**Task objective:**
Can you update the rows from the line containing "Where can the brown" through the last row, replacing "brown wood apartment building" with "brown wooden apartment block" and changing nothing else?

--- begin ---

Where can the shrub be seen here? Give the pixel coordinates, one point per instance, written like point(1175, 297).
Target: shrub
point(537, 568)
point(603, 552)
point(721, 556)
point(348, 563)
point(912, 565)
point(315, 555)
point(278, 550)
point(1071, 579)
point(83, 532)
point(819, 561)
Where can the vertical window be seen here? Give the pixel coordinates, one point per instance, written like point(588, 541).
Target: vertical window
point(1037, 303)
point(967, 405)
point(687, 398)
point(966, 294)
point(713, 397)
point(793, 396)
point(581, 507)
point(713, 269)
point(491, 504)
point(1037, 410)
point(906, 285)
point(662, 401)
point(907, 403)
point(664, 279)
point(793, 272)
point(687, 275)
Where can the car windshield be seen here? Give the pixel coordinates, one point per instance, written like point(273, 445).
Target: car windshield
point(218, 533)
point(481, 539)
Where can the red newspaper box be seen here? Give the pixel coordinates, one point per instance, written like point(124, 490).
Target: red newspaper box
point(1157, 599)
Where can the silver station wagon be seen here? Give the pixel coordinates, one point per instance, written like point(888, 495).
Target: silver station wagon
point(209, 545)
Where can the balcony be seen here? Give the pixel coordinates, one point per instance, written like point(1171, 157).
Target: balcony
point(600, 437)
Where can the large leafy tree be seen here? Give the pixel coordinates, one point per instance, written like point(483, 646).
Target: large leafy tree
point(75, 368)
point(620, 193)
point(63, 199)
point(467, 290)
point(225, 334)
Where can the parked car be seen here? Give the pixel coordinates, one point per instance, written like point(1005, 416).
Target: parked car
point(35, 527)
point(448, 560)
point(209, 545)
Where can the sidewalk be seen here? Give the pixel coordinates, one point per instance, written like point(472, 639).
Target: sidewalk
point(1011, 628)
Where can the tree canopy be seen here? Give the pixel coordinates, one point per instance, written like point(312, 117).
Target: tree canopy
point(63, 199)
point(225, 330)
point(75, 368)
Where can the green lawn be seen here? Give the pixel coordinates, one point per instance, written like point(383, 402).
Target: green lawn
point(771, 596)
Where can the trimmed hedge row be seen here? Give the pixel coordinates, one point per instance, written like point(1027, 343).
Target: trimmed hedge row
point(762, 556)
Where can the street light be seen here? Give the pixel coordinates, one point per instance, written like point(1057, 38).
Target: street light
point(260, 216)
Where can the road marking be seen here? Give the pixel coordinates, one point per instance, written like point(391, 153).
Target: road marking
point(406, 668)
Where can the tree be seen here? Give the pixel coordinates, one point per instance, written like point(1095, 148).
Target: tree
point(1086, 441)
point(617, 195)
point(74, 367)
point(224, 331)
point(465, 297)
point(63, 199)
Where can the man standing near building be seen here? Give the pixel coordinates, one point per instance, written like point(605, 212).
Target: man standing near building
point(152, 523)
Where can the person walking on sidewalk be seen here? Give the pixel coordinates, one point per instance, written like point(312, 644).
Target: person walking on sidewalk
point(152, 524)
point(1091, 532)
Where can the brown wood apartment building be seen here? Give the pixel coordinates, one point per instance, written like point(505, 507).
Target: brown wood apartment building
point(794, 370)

--- end ---

**Output for this task:**
Where can the brown wooden apartment block be seen here? Give the pixel coordinates, one point per instance, written like point(505, 507).
Target: brown wooden apartment block
point(794, 370)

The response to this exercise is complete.